§ **Excerpted passage**:
#####
American publisher (1918–2009)

Alfred Abraham Knopf Jr. (June 17, 1918 – February 14, 2009) was an American publisher. He was one of the founders of Atheneum Publishers in 1959.

==Biography==
He was the only child of publisher Alfred A. Knopf Sr. and Blanche Wolf. He was born in White Plains, New York, on June 17, 1918, and as a child, was given the nickname "Pat". His parents founded the book company Alfred A. Knopf in 1915. In 1921, Knopf attended the Birch Wathen School while his parents were in Europe. At the age of seven, in 1925, he was sent to a boarding school, first at the Riverdale Country School, in the Bronx, New York. From 1933 until 1937, he attended Phillips Exeter Academy and attended Union College for three years.

The summer after he graduated from Exeter, he ran away from home, despondent over being turned down by Princeton University. Following a police search, he was found in Salt Lake City, Utah.
#####
§ **Tasks to complete**:
1 - Copy the passage of the Alfred A. Knopf Jr. biography from "Alfred Abraham Knopf" to "for three years.".
2 - Write what comes next in the Alfred A. Knopf Jr. biography, picking up after its final sentence.

§ **Information supplied**:
#####
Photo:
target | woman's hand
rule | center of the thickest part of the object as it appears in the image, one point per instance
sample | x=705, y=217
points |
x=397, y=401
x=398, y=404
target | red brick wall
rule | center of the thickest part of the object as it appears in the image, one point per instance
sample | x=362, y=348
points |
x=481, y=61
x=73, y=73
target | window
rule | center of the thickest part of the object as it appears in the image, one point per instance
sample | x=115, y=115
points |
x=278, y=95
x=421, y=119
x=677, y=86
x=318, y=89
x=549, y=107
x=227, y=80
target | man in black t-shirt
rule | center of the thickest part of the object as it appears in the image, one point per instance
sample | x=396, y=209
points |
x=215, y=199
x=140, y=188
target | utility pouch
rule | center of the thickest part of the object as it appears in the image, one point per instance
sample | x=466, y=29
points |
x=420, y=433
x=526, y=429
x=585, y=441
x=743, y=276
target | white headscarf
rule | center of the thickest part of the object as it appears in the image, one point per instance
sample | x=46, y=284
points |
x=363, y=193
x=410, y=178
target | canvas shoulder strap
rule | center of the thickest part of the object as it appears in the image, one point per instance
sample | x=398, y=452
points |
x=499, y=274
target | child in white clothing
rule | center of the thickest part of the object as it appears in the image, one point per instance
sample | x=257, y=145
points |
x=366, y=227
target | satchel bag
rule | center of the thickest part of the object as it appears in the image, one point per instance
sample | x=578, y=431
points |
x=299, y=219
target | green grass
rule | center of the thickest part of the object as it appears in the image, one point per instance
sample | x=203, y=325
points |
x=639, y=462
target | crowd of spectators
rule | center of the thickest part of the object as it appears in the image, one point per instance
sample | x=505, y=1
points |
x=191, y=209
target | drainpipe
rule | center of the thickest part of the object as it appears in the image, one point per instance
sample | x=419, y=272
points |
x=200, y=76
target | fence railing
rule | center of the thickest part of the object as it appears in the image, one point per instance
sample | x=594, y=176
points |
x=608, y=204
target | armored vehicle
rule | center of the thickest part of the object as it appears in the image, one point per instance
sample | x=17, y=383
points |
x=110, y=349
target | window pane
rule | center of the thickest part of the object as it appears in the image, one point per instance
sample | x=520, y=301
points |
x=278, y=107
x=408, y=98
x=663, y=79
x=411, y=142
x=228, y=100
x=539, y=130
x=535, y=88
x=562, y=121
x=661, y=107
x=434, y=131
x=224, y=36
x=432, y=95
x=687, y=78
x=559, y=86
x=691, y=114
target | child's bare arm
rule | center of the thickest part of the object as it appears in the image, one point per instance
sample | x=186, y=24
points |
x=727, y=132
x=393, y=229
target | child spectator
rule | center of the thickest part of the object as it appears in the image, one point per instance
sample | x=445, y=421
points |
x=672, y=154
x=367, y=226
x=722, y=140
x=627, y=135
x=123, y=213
#####
§ **Task-by-task outputs**:
1 -
Alfred Abraham Knopf Jr. (June 17, 1918 – February 14, 2009) was an American publisher. He was one of the founders of Atheneum Publishers in 1959.

==Biography==
He was the only child of publisher Alfred A. Knopf Sr. and Blanche Wolf. He was born in White Plains, New York, on June 17, 1918, and as a child, was given the nickname "Pat". His parents founded the book company Alfred A. Knopf in 1915. In 1921, Knopf attended the Birch Wathen School while his parents were in Europe. At the age of seven, in 1925, he was sent to a boarding school, first at the Riverdale Country School, in the Bronx, New York. From 1933 until 1937, he attended Phillips Exeter Academy and attended Union College for three years.

2 -
During World War II, Knopf joined the Army Air Force and served in the 446th Bomb Group, Eighth Air Force. During his service, he piloted the B-24 Bomber "Rough Buddy" through almost 100 missions alongside engineer Richard E. Morton. He became a captain.

In 1952, he married Alice Laine. They had three children, Alison Knopf Insinger, Susan Knopf, and David A. Knopf.

He was one of the founders of Atheneum Publishers in 1959. He died on February 14, 2009, from complications following a fall.